Personal information
- Born: May 18, 2002 (age 24)
- Listed height: 6 ft 10 in (2.08 m)
- Listed weight: 230 lb (104 kg)

Career information
- High school: Blackhawk Christian School (Fort Wayne, Indiana)
- College: Purdue (2021–2025)
- NBA draft: 2025: undrafted
- Position: Power forward / center

Career highlights
- Indiana Mr. Basketball (2021);

= Caleb Furst =

American basketball player (born 2002)

Caleb Martin Furst (born May 18, 2002) is an American medical student and former basketball player. He played college basketball for the Purdue Boilermakers.

==High school career==
Furst played basketball for Blackhawk Christian School in Fort Wayne, Indiana. He won a Class A state title as a sophomore. In his junior season, Furst averaged 22.1 points, 13.4 rebounds, 3.6 assists and two blocks per game, helping Blackhawk achieve a 23–3 record. As a senior, he averaged 21.4 points, 14.1 rebounds, three assists and 2.2 blocks per game, leading his team to a 28–3 record and the Class 2A state championship. At the end of the season, Furst was named Indiana Mr. Basketball and Indiana Gatorade Player of the Year. He left as his school's all-time leader in points and rebounds. A consensus four-star recruit, he committed to playing college basketball for Purdue over offers from Indiana, Michigan State, Louisville and Virginia, among others.

==College career==
On November 16, 2021, in his second career game, Furst collected his first career double-double with 14 points and 11 rebounds against Wright State. He averaged 4.1 points, 3.2 rebounds and 0.4 assists per game as a freshman. Following the season, Furst underwent left foot surgery. As a sophomore, he averaged 5.5 points and 4.6 rebounds per game.

Provided records —

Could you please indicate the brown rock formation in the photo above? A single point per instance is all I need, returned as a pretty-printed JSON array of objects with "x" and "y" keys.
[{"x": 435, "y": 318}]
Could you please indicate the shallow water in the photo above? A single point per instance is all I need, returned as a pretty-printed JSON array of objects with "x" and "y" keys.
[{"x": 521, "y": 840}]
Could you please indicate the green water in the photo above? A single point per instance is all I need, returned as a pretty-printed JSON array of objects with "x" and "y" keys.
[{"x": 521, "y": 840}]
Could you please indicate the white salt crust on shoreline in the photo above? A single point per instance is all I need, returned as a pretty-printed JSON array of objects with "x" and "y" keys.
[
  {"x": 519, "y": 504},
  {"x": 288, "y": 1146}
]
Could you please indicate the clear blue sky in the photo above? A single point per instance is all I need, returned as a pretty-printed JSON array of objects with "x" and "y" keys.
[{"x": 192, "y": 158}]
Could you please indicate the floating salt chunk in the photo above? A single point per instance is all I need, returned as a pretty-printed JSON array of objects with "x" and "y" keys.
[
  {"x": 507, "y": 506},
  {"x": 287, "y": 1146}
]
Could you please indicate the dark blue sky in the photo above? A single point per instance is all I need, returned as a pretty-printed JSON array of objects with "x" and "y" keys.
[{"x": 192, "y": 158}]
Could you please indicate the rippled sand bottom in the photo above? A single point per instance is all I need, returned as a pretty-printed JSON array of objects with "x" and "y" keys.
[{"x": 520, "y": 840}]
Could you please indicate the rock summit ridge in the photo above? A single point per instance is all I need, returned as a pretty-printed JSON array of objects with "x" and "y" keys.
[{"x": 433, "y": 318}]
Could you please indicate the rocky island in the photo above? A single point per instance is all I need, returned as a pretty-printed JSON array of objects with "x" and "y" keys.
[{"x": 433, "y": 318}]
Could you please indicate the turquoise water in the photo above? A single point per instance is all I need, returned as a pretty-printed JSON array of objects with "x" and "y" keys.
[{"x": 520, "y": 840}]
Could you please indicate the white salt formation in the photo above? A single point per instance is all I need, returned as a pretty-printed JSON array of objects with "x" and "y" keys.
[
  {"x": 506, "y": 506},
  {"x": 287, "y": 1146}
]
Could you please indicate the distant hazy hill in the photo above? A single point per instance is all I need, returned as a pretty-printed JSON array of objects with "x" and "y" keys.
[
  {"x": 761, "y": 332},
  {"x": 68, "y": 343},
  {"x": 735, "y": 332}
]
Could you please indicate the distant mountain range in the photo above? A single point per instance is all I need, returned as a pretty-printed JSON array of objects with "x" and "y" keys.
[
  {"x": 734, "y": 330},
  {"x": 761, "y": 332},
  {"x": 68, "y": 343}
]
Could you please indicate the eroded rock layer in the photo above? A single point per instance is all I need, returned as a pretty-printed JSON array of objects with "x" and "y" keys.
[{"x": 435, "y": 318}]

Problem details — According to the Caleb Furst article, what record did Blackhawk Christian School finish with in Furst's senior season?

Task response — 28–3